::: Source material
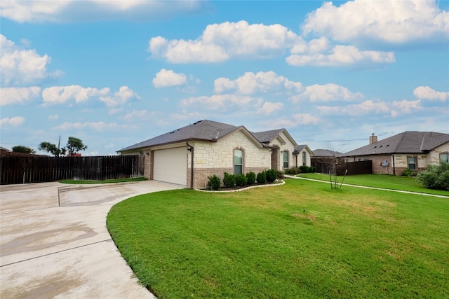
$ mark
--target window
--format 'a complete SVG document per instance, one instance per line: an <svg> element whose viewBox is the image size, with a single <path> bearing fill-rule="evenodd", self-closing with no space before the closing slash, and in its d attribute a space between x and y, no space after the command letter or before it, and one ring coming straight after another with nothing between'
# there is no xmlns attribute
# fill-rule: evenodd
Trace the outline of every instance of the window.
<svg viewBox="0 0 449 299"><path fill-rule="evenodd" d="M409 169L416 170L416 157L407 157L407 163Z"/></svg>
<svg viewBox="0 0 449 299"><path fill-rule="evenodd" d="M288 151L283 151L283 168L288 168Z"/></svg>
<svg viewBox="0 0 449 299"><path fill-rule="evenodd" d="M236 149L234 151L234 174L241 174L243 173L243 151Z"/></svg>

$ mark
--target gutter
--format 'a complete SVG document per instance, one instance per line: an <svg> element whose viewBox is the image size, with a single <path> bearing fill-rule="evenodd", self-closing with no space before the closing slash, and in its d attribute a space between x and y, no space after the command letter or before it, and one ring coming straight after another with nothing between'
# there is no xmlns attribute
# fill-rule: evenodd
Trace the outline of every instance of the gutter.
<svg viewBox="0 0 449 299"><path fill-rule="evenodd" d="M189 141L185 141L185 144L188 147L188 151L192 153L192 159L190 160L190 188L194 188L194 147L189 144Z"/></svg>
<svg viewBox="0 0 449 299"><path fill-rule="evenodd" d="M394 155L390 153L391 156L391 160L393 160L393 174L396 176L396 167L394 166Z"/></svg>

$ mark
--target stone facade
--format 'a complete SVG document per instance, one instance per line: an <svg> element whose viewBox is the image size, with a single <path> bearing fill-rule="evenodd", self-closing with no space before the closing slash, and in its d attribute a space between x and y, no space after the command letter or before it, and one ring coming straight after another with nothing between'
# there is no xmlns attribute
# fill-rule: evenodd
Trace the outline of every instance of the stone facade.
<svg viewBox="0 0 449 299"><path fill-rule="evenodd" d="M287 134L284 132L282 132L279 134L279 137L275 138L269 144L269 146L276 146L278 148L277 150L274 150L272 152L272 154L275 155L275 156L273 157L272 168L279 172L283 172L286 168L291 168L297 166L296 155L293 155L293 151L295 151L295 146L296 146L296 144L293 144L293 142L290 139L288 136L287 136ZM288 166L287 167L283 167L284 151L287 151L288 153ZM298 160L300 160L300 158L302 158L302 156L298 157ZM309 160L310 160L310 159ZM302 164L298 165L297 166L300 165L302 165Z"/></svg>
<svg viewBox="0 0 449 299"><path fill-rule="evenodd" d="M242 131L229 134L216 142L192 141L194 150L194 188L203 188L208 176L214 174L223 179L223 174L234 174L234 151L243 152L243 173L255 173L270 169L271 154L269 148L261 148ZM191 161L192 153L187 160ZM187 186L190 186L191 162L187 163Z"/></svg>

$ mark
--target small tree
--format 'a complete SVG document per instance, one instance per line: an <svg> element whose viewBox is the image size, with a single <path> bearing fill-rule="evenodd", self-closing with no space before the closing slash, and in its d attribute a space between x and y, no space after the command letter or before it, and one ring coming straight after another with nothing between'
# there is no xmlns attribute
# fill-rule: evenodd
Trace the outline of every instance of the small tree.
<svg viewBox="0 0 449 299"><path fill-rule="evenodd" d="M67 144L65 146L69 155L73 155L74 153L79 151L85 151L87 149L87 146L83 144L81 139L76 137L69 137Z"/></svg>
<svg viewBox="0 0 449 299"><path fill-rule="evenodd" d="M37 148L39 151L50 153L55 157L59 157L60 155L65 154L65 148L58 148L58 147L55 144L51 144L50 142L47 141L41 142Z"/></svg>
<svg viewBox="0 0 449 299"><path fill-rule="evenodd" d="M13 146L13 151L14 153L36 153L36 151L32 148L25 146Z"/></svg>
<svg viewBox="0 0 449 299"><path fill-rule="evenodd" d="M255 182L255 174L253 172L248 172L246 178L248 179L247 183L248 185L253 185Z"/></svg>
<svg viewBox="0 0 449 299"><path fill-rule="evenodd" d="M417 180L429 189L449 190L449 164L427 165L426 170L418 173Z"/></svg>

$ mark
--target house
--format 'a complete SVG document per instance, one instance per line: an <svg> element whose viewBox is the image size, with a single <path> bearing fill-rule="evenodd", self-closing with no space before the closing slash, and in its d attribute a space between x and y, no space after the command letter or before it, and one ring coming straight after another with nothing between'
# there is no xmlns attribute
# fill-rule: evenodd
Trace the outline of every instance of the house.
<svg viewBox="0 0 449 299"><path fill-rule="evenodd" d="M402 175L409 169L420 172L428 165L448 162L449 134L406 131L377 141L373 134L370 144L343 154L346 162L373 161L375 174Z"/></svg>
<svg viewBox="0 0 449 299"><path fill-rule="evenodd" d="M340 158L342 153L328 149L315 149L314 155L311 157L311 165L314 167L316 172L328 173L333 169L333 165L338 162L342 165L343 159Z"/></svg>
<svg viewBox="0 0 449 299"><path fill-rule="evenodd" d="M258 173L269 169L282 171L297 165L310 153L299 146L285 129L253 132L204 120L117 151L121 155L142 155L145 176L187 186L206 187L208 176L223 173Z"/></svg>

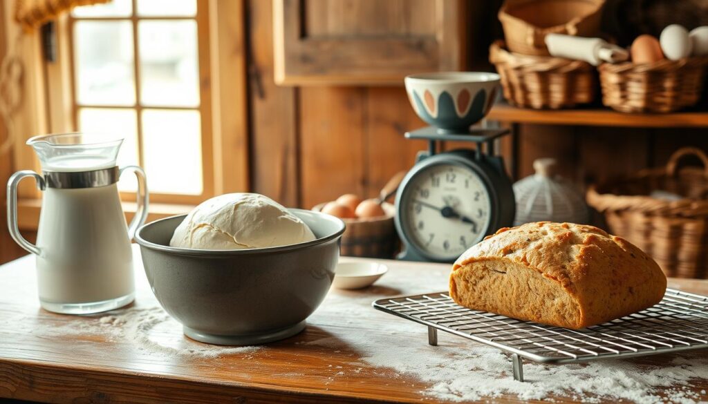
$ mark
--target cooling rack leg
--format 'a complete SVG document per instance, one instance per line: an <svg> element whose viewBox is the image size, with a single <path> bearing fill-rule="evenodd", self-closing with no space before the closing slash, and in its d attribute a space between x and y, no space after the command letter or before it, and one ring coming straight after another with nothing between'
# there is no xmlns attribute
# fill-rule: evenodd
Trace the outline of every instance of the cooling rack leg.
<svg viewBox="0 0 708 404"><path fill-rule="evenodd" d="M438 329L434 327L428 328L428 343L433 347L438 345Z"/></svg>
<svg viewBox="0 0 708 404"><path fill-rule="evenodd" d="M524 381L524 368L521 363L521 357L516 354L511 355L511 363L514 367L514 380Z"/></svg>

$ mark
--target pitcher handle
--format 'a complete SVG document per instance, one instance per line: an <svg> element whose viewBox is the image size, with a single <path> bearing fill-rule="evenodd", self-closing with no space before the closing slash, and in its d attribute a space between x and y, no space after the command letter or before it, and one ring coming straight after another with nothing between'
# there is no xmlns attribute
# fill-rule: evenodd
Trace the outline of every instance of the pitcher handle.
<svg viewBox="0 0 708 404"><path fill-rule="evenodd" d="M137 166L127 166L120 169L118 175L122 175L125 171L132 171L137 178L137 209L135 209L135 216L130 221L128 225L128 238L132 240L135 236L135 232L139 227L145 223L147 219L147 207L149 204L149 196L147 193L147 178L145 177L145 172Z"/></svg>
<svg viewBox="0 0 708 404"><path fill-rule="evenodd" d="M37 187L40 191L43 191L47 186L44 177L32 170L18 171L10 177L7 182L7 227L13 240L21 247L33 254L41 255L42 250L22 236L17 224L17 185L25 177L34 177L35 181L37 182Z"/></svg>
::::::
> _Short task_:
Copy out the lines from the start of the records above through the line that contains "169L416 170L416 157L407", including both ends. Leave the pictures out of your answer.

> _Finished answer_:
$ mark
--target window
--format 'a complete SVG document per instance, one instance per line: an <svg> element whose viewBox is the image size, with a single <path> bearing fill-rule="evenodd", self-closing with no space before the closing slash, and in its d attribute a space between x and y, no space after the command letter or before it, and one ring coming straight after another with nothing between'
# there is no xmlns attribute
# fill-rule: evenodd
Trace the outline of every instance of the window.
<svg viewBox="0 0 449 299"><path fill-rule="evenodd" d="M409 169L416 170L416 157L407 157L407 163Z"/></svg>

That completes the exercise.